── MATERIAL FOR THE TASK

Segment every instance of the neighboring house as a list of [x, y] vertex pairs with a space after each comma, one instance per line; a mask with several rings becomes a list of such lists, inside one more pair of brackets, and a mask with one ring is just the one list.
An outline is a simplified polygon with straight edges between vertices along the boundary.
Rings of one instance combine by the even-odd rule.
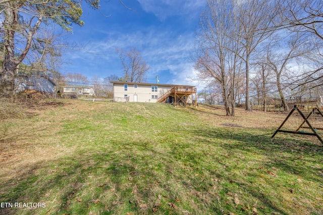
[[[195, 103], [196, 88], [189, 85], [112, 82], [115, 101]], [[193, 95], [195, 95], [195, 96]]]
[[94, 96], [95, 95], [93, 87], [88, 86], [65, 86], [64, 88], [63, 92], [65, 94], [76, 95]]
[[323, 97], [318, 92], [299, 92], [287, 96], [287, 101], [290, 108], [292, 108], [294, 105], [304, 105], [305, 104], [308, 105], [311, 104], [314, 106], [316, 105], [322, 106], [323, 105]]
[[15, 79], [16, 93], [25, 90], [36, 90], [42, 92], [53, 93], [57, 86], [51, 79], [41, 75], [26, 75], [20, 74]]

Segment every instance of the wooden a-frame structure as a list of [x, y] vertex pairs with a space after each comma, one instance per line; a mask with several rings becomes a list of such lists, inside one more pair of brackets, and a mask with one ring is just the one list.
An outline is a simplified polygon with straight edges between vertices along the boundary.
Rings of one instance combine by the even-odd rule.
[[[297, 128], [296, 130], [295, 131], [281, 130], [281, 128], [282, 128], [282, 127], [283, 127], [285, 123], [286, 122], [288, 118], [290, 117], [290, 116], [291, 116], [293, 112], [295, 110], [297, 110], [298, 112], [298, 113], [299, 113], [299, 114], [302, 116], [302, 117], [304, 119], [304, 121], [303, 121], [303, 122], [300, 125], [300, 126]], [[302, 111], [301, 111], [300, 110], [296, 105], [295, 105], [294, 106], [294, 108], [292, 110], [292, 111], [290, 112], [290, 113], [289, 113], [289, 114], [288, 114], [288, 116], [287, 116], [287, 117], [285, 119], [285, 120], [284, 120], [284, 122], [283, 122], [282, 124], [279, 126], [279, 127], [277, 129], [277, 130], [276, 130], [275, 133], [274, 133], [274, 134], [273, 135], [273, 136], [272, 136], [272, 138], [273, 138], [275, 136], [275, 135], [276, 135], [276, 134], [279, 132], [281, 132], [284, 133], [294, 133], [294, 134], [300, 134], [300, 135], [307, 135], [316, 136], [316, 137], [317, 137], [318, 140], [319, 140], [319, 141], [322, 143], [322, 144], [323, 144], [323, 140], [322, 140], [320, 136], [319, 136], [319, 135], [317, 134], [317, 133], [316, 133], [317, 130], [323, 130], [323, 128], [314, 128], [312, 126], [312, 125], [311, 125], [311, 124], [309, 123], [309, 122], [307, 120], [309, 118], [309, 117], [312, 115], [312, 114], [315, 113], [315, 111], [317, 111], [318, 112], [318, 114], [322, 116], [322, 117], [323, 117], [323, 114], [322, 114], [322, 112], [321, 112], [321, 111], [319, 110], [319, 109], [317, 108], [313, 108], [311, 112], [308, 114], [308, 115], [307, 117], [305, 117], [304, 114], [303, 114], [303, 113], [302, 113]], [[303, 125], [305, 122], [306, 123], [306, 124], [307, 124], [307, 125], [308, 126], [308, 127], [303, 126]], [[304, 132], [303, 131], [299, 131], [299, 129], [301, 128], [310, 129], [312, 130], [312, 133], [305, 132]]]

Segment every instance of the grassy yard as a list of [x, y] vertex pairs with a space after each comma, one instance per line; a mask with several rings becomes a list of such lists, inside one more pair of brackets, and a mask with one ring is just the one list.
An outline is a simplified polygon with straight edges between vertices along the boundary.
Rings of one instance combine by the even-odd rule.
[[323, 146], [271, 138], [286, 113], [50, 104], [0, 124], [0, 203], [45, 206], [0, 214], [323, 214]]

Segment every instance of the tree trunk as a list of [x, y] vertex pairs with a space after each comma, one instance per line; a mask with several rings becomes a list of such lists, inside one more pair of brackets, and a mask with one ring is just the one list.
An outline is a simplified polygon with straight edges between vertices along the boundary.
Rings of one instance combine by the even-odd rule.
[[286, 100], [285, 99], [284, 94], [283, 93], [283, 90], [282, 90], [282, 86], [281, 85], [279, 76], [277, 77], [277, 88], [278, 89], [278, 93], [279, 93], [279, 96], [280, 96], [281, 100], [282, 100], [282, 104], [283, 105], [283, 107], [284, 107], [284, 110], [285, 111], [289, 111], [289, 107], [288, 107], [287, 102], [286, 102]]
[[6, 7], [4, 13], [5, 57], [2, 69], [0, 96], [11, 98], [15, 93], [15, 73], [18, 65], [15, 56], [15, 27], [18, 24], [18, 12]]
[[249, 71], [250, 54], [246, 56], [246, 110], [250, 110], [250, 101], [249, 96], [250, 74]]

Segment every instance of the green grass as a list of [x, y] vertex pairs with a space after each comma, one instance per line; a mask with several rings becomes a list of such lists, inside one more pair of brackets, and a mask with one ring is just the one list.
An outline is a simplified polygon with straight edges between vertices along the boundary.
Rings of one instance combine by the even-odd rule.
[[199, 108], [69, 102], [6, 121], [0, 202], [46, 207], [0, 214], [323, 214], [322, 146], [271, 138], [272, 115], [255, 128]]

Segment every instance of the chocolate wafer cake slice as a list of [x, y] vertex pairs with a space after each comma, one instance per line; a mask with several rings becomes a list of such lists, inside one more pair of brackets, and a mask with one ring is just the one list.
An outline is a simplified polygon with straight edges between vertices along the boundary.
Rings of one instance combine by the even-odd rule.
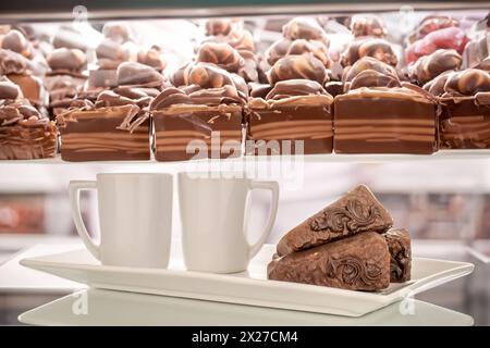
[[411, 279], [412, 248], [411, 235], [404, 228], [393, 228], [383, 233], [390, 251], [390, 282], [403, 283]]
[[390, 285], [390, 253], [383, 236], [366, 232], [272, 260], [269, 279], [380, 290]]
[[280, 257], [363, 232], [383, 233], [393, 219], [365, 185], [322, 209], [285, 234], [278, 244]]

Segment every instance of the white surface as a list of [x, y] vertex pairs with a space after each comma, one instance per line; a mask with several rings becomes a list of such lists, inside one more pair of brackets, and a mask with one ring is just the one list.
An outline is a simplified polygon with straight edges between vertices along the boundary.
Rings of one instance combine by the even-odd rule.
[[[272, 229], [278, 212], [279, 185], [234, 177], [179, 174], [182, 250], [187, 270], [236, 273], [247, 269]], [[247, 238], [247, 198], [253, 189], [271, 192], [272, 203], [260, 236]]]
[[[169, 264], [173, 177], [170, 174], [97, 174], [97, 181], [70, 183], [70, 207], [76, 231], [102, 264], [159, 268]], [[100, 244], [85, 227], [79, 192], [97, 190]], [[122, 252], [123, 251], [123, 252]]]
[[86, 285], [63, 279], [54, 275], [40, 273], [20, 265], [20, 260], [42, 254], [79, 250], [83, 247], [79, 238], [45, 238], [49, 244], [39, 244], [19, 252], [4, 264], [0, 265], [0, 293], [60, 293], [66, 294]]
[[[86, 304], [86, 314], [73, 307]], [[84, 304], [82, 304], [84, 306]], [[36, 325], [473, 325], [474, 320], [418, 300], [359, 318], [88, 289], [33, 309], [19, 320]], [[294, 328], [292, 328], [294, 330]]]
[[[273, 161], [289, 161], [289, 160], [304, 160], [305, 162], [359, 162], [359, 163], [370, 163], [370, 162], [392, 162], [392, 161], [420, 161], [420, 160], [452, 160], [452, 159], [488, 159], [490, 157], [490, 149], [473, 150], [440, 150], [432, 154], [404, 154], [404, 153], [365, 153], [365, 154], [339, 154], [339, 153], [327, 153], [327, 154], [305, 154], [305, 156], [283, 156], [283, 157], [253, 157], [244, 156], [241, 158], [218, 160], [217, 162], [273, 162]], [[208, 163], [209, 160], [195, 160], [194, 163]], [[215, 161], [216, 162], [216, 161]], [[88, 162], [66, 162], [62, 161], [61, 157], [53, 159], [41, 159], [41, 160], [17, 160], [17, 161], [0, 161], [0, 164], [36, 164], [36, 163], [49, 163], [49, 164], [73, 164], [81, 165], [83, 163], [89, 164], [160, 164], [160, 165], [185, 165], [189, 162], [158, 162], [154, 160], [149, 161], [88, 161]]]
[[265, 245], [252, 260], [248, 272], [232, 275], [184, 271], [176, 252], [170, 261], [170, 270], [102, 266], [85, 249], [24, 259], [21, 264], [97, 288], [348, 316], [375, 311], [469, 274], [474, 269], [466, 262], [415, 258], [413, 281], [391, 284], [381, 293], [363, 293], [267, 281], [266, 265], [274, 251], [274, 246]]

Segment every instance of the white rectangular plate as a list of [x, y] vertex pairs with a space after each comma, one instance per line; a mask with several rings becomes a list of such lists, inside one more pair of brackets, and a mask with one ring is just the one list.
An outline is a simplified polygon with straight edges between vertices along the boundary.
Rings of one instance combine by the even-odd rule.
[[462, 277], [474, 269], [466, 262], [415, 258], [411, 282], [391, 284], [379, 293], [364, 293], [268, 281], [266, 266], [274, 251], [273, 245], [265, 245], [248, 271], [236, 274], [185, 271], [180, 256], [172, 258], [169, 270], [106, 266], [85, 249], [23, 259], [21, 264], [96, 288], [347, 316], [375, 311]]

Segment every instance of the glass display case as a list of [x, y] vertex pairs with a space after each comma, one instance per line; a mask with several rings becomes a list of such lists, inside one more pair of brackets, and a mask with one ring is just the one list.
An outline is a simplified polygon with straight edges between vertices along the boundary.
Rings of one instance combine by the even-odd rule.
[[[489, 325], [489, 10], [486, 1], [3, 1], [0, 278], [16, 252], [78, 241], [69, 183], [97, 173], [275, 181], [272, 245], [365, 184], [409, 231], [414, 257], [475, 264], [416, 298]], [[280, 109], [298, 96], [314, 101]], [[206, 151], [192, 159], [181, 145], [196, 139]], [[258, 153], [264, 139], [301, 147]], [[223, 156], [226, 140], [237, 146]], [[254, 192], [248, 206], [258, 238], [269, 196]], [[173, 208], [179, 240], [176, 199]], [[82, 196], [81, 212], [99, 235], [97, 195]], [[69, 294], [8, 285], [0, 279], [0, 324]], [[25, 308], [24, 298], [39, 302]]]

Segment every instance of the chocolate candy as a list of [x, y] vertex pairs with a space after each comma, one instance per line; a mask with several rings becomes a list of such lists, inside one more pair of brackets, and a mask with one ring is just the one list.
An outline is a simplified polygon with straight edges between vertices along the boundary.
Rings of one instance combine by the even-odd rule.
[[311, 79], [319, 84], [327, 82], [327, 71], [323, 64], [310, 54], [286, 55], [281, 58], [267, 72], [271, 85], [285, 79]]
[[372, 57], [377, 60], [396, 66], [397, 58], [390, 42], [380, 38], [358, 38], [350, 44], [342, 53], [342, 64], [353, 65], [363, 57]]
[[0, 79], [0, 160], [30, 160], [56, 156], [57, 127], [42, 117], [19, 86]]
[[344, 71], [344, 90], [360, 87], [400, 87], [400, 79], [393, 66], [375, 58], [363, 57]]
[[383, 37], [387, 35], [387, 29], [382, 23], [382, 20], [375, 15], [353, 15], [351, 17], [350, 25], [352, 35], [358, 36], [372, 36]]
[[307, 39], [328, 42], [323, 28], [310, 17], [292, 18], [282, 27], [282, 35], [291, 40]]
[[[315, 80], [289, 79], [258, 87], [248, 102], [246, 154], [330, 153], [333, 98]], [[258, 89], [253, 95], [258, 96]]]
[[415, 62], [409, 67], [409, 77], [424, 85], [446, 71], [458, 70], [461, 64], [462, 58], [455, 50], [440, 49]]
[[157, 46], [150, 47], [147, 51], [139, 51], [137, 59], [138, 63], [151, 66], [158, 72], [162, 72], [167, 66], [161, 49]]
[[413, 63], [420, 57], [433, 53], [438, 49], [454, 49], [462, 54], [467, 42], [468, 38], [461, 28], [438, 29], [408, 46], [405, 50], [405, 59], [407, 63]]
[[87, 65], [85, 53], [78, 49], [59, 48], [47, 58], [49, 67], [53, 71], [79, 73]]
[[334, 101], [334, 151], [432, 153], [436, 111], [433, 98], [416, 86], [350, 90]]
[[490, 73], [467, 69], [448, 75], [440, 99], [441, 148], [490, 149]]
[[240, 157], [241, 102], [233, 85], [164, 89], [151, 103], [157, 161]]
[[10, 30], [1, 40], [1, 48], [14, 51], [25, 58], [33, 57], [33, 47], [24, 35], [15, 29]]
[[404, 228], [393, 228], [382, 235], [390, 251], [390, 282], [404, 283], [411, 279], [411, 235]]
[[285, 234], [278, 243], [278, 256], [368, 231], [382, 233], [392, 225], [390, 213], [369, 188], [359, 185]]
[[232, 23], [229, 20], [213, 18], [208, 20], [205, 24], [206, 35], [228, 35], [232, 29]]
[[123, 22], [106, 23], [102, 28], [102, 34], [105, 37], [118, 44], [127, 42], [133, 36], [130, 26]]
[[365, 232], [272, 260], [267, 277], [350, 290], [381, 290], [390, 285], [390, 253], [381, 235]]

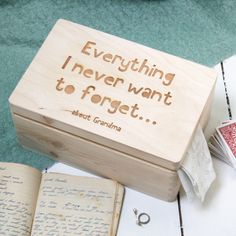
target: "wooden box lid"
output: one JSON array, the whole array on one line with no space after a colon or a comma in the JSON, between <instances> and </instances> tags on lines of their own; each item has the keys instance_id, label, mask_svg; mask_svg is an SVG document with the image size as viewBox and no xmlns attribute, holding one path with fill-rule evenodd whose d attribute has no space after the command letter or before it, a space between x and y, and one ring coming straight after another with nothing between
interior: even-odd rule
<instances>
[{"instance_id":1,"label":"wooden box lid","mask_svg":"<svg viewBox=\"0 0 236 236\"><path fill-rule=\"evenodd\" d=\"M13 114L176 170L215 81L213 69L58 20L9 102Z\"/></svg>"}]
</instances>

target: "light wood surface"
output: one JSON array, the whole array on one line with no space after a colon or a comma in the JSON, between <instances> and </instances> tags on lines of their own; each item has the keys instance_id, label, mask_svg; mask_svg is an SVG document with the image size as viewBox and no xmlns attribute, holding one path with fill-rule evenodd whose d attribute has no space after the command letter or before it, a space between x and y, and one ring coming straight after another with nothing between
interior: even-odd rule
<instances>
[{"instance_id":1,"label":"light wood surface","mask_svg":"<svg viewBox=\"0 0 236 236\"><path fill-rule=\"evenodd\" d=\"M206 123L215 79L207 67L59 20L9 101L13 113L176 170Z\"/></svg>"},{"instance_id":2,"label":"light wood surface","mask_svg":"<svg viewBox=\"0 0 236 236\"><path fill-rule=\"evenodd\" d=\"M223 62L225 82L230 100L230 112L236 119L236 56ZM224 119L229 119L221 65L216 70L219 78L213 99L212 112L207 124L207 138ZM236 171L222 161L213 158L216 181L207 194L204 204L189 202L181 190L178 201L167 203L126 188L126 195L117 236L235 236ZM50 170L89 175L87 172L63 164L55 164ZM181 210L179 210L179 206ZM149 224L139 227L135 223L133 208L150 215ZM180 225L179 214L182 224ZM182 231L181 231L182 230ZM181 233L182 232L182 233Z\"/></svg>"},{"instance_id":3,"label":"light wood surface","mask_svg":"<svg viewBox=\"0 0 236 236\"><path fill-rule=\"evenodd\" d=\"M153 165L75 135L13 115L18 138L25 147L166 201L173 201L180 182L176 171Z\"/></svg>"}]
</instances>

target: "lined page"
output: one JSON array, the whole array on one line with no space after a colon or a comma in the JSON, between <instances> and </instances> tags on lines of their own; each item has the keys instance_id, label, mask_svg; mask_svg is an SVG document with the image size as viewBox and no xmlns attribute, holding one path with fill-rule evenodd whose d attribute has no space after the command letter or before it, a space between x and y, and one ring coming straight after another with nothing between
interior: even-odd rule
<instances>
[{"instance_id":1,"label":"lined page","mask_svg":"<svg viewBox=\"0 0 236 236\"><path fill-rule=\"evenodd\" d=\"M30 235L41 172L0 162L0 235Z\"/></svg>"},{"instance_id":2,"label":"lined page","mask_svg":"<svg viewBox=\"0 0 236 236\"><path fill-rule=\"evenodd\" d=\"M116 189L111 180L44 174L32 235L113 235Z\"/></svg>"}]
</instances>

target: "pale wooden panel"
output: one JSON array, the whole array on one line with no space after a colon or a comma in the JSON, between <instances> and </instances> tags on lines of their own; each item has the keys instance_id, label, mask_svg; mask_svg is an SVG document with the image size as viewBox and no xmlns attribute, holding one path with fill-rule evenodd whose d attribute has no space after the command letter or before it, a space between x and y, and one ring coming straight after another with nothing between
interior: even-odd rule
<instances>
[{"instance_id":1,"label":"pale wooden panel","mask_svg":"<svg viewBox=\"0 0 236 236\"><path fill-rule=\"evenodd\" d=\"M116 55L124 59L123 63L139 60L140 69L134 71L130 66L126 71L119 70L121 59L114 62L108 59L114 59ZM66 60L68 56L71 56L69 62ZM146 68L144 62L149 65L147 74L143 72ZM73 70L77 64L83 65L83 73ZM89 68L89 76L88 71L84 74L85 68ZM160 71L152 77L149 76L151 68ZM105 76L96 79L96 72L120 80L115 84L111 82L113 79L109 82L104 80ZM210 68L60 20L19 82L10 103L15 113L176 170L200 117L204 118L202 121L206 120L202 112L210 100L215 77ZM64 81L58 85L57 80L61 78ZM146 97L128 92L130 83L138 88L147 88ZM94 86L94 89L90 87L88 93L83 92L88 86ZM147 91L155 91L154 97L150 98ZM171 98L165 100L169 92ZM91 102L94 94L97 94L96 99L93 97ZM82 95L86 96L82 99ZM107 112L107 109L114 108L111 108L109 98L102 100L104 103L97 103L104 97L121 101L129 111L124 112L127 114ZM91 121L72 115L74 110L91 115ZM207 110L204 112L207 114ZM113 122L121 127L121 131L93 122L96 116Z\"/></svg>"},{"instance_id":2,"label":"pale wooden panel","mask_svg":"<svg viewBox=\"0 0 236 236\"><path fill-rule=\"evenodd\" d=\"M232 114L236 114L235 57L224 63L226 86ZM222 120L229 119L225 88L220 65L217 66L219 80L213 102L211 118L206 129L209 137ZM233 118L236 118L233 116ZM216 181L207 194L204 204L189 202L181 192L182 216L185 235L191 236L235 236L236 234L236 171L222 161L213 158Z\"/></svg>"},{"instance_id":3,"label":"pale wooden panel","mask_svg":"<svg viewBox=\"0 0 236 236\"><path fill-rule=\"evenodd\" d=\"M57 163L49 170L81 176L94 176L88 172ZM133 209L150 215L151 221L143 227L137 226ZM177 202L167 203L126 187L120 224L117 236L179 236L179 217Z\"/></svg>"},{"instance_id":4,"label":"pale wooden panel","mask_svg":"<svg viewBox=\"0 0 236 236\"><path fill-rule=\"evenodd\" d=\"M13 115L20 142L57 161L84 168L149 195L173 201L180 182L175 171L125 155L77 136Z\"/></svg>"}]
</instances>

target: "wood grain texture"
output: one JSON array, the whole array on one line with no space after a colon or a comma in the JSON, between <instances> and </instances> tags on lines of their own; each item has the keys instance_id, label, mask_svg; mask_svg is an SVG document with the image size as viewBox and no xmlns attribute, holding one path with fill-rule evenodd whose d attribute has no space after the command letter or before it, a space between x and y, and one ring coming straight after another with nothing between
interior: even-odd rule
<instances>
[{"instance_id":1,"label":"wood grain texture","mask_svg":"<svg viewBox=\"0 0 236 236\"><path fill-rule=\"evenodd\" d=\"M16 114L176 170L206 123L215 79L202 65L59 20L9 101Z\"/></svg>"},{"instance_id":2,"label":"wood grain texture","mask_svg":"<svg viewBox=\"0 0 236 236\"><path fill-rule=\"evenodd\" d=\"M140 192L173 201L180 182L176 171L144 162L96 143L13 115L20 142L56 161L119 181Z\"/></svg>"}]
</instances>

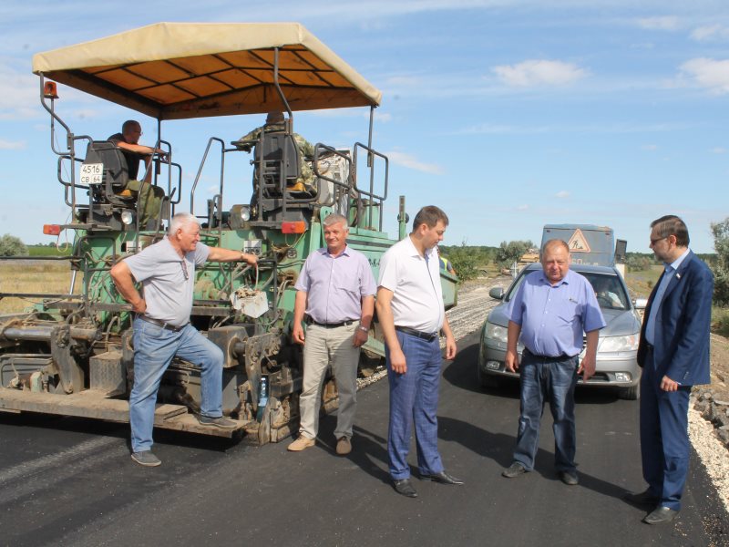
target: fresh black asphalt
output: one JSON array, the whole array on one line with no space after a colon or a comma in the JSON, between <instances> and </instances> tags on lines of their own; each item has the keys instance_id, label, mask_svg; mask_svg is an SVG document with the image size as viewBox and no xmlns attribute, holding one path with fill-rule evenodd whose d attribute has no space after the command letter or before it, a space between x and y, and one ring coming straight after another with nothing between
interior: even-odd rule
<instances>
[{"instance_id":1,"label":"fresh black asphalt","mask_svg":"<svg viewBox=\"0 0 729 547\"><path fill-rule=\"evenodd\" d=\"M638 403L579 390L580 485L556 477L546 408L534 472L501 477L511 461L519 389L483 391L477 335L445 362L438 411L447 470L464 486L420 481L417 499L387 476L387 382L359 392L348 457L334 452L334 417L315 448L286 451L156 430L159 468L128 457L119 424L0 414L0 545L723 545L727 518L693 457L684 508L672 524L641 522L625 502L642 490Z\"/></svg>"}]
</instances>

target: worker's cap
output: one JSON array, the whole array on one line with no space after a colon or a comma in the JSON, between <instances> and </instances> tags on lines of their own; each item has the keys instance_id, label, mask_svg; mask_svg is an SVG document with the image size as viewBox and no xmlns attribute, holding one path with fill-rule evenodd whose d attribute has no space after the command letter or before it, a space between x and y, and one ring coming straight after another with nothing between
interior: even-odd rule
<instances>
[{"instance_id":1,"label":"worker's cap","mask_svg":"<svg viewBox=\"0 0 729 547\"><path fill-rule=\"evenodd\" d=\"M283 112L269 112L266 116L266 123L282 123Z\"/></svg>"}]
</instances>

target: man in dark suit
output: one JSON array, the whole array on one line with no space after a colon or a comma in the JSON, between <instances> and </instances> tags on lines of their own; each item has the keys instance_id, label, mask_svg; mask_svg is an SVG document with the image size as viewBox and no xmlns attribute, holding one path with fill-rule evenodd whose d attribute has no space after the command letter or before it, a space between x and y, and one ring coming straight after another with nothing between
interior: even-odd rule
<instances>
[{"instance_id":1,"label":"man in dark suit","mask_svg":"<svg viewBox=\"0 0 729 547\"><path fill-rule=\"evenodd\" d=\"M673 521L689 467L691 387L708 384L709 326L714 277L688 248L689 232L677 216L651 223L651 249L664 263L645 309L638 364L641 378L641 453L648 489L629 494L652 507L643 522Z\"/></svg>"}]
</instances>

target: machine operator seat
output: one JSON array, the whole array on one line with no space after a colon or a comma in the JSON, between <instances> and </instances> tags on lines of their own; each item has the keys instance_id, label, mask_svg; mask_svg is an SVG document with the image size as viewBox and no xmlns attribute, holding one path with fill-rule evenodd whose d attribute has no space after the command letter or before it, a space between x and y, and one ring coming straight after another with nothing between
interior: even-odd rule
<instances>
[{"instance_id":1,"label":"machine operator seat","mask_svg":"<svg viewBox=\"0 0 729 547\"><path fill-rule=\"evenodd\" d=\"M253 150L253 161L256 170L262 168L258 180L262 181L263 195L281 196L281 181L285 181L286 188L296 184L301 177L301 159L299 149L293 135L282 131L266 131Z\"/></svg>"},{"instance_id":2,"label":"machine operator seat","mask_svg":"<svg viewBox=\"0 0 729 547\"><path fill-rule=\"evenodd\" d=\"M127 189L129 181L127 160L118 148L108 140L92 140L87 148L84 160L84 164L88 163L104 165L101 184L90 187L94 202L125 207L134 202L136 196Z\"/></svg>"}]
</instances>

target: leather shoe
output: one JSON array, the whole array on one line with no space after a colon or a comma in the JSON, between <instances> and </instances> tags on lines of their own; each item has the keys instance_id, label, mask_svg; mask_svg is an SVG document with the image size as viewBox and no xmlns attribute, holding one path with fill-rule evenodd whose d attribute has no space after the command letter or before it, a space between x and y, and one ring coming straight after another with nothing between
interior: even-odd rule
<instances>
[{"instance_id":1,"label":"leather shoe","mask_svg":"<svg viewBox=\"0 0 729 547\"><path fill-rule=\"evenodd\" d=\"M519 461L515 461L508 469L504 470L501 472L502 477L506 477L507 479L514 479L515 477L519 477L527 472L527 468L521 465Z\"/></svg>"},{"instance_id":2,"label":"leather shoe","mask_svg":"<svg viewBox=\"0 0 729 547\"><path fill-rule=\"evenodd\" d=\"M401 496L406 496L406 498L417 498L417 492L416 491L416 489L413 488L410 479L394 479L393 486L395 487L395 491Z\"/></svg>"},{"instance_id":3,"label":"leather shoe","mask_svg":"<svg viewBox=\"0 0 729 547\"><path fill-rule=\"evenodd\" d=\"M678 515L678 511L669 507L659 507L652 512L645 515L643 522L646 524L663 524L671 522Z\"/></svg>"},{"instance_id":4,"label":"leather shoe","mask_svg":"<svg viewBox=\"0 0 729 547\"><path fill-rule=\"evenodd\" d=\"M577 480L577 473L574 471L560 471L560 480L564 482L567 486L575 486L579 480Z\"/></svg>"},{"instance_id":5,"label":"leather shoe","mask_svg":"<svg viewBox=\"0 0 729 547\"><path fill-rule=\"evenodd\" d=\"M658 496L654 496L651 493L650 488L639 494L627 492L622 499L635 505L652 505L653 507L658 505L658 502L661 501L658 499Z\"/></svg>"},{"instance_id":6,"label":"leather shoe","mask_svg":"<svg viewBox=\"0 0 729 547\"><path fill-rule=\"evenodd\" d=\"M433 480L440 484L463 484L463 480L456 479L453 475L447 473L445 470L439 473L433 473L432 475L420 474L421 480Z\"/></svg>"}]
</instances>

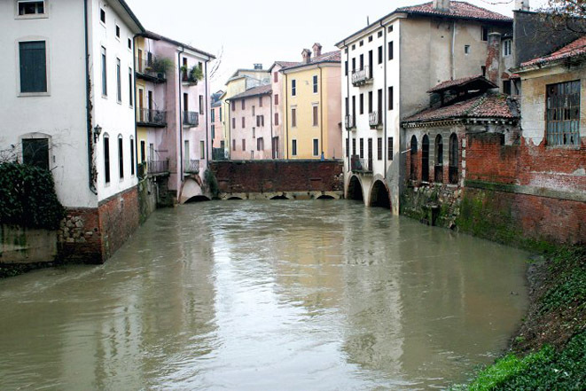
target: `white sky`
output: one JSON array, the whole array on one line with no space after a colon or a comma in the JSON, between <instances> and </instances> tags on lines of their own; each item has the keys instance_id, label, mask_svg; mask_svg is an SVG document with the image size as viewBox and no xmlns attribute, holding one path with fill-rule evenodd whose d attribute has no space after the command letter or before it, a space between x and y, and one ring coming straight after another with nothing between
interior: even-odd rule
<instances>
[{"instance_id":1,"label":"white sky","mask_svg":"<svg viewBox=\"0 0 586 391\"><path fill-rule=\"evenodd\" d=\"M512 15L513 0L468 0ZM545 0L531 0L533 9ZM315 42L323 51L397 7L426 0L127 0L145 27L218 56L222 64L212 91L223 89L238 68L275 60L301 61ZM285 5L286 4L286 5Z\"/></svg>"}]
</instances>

────

> _TASK INSTRUCTIONS_
Add 43 to every outline coordinate in the part of the items that opens with the line containing "Segment every instance of the green" and closes with the line containing "234], [278, 244]]", then write out that whole part again, with all other text left as it is. Leave the pictures out.

> _EXERCISE RESPONSE_
Segment every instance of the green grass as a list of [x, y] vertex pairs with a space after each comma, one instance per line; a mask with several rings becomes a list of such lists, inside one more pair of brackets, and a mask with one ring is just the one list.
An outline is a simplified polygon with straight edges between vertices along the boundary.
Rings of one instance combine by the even-odd rule.
[[242, 151], [112, 145], [49, 164], [43, 245], [89, 250], [43, 257], [366, 257], [365, 189], [314, 181], [315, 158], [298, 171]]

Segment every instance of the chocolate wafer cake slice as a list of [x, y] vertex pairs with a space after each comma, one instance per line; a mask with several rings becomes a list of such lists, inside one more pair of brackets, and a mask with one ring is just the one list.
An outline is a simplified polygon with straight edges between vertices along the boundary.
Rings of one instance combine by the even-odd rule.
[[454, 322], [455, 291], [454, 278], [447, 271], [436, 271], [426, 276], [433, 294], [433, 325], [446, 326]]
[[433, 328], [433, 296], [426, 279], [409, 275], [315, 303], [312, 322], [423, 333]]
[[323, 300], [406, 275], [426, 276], [436, 262], [408, 228], [365, 252], [328, 277], [321, 287]]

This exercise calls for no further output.